» KETENTUAN TUGAS
Untuk setiap pernyataan berikut, jawab ya atau tidak apakah pernyataan itu sesuai dengan teks tentang sang ayah di bawah, lalu kutip persis kata-kata teks yang menentukan jawabannya. (a) Penulis menyatakan tidak akan pernah lagi merutuki apa yang terjadi. (b) Ayah hanya mengantar penulis ke dokter bila sakitnya parah. (c) Penulis menganggap perbedaan membuat mereka tidak lagi menjadi keluarga.

Aku percaya apa yang Ayah jalani, apa yang Ayah percayai. Aku yakin Ayah telah mengerti segala konsekuensi dan manfaatnya. Aku mulai mencoba untuk berpikir lebih dewasa mengenai arti dari sebuah toleransi. Mau bagaimanapun dia tetaplah Ayahku, Ayahku nomor 1 yang ketika marah selalu membuatku untuk menyadari apa kesalahanku. Ayahku memang berbeda, tapi dia tetap Ayahku, pemimpin keluargaku. Aku harus tetap hormat padanya, jiwaku ini ada karena cintanya. Aku tiada akan pernah lagi merutuki apa yang terjadi. Aku percaya bahwa meskipun kami berbeda tapi kami tetap keluarga. Dia masih Ayahku, Ayahku yang selalu membelikanku buku, Ayah yang mau bersusah payah kehujanan menjemputku, Ayah yang ketika aku sakit langsung mengantarkanku ke dokter walau hanya sakit gigi biasa. Aku sayang Ayah, aku cinta Ayah. Ayah, maafkan kalau aku dulu begitu sering kesal dan membencimu.

» DATA TERSEDIA
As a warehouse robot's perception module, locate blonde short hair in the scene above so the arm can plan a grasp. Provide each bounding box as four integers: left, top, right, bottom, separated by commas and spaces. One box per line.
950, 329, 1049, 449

» HASIL LATIHAN
(a) Ya: "Aku tiada akan pernah lagi merutuki apa yang terjadi."
(b) Tidak: "Ayah yang ketika aku sakit langsung mengantarkanku ke dokter walau hanya sakit gigi biasa."
(c) Tidak: "Aku percaya bahwa meskipun kami berbeda tapi kami tetap keluarga."